(Collected data)
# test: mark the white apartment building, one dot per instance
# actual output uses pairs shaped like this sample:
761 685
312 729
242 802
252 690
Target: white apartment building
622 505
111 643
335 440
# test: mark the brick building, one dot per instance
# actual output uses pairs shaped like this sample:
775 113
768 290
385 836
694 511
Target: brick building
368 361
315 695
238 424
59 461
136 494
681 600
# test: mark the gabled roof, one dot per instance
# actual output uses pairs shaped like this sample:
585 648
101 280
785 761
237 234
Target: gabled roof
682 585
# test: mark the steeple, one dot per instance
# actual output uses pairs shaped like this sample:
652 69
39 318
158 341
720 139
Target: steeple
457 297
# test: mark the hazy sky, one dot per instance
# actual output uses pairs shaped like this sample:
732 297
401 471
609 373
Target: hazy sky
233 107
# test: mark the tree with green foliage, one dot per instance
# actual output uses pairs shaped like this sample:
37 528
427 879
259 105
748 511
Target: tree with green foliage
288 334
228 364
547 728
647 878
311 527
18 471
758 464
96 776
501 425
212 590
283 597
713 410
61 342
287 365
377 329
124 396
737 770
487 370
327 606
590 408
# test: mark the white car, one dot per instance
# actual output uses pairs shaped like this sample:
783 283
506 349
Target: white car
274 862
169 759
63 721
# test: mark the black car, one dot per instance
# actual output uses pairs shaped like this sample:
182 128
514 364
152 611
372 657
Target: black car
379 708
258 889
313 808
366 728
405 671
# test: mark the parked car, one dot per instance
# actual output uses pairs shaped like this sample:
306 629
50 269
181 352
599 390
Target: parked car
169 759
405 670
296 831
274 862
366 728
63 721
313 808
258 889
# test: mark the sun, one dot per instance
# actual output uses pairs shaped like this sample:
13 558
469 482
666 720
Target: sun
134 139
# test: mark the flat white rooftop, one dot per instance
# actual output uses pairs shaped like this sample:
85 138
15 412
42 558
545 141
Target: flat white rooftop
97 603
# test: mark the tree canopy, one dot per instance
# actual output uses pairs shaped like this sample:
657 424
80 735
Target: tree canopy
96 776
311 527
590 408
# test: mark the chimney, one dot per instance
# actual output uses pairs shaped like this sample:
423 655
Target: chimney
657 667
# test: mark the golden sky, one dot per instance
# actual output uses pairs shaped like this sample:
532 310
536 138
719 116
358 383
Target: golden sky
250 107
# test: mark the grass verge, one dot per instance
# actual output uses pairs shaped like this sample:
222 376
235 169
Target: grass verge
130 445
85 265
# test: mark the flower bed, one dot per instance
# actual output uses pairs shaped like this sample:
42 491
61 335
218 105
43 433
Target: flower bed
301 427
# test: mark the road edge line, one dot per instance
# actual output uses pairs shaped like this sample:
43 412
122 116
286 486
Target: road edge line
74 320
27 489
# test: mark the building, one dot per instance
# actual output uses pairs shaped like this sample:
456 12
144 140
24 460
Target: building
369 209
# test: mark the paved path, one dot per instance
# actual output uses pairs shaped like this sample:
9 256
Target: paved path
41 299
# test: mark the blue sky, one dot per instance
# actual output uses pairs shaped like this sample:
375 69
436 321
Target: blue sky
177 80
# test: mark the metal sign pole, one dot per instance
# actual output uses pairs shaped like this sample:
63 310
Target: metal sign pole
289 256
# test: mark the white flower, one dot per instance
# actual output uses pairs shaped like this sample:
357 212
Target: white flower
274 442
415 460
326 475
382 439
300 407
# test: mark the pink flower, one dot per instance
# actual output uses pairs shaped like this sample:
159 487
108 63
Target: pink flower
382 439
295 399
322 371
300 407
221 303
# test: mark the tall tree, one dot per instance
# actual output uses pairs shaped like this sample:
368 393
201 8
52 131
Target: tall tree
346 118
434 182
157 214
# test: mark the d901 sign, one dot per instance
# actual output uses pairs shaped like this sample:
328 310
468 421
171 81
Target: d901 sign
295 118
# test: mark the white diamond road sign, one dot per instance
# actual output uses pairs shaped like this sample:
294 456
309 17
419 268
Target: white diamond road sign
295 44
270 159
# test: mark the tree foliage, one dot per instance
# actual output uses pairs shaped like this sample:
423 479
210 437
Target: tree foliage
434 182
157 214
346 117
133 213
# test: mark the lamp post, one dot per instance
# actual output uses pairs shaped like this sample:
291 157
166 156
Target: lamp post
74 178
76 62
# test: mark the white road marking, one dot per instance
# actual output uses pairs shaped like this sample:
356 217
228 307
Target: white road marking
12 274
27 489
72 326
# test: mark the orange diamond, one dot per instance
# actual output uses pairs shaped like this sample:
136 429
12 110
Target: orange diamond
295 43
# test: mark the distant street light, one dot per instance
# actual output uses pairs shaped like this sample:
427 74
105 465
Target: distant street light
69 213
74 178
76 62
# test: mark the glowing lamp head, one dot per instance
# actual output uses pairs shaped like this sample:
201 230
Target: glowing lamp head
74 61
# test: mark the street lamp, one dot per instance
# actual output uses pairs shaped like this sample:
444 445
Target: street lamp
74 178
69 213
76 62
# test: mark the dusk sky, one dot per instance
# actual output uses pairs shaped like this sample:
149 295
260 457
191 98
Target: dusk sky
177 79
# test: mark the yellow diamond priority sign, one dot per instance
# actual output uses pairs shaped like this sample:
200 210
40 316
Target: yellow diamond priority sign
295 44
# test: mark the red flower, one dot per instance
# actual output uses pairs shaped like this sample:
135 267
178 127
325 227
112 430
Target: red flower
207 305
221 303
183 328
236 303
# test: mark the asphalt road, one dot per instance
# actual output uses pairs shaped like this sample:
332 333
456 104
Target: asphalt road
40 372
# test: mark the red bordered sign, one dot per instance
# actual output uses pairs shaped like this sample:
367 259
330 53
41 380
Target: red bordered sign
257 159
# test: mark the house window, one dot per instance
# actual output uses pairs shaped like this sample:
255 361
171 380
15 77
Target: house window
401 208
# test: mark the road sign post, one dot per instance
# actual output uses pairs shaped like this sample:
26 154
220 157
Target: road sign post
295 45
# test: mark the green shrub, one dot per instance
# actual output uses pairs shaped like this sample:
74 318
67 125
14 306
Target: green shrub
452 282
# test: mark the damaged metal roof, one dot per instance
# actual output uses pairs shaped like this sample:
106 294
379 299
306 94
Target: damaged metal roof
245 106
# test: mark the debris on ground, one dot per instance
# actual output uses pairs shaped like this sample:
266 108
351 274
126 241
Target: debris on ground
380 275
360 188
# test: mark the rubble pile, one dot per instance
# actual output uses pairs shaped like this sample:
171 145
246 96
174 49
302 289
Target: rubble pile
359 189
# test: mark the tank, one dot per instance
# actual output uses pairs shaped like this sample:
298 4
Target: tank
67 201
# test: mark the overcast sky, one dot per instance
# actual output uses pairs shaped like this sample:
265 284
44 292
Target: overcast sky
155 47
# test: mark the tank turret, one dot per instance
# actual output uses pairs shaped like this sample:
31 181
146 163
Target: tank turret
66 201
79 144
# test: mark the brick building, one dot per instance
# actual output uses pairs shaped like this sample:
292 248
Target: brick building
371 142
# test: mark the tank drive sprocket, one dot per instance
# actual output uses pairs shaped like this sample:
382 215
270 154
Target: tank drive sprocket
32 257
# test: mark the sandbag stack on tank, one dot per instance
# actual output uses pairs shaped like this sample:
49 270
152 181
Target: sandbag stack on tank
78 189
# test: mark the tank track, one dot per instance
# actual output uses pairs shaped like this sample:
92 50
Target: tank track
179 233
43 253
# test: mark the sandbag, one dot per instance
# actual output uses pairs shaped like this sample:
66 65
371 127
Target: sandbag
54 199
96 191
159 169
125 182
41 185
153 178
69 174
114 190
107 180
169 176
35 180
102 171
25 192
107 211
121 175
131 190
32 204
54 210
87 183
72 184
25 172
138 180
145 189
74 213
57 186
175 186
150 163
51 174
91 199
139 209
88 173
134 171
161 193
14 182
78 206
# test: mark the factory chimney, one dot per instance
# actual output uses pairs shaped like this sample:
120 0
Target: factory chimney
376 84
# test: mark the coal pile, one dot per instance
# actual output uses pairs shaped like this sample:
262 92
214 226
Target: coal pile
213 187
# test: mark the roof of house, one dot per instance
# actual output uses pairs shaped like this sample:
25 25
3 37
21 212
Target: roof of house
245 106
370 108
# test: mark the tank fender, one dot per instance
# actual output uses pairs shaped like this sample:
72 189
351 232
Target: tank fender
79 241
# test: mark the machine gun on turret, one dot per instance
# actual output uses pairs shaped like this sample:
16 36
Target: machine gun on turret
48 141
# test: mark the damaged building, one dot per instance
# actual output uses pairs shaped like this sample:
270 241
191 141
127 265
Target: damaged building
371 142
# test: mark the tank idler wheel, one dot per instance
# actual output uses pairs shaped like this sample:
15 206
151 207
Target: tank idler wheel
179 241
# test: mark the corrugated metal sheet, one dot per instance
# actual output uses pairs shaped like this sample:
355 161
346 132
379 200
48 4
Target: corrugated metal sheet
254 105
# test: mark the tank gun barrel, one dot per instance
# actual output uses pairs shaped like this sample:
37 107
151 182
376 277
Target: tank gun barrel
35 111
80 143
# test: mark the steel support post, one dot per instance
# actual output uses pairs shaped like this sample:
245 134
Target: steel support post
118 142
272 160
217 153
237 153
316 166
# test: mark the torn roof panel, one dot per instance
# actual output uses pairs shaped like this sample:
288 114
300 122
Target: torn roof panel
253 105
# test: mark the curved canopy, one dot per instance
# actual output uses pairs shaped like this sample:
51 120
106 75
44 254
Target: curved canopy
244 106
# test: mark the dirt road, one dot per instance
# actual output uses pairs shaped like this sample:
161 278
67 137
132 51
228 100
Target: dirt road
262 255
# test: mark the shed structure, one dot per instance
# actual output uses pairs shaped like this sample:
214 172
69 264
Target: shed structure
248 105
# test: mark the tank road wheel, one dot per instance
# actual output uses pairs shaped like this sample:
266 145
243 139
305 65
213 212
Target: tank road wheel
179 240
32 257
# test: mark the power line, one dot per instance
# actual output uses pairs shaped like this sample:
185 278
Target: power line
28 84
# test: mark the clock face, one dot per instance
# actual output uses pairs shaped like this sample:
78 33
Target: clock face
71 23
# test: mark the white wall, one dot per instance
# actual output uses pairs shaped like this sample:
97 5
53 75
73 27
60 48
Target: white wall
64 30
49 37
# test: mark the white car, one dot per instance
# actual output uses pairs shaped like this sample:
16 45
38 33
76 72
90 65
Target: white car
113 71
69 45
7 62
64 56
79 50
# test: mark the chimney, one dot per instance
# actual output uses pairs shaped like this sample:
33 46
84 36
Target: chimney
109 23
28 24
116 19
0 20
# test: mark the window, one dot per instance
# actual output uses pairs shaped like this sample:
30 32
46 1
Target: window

Problem to work on: Repeat exactly the lines from the one containing "# test: mark the clock" through the last line of the records above, both included, and nothing else.

Complete response:
# test: mark the clock face, one dot per instance
# actual output uses pairs shaped like this sample:
78 33
Target: clock face
71 23
# test: mark the white wall, one dot per instance
# actual output uses pairs shaped like this sample:
97 5
53 75
73 27
60 48
Target: white wall
64 30
49 37
# test: mark the white car, one dot per instance
# actual output uses pairs shaped like this sample:
16 45
38 33
76 72
90 65
Target: white car
113 71
69 45
7 62
64 56
79 50
# test: mark the chimney, one dot per instance
# actual output uses pairs shaped like this sample:
33 46
84 36
Target: chimney
109 23
28 24
116 19
0 20
# test: mark the window, one dot per instance
# actual output uses pairs shaped like this sample:
30 32
46 1
Target: window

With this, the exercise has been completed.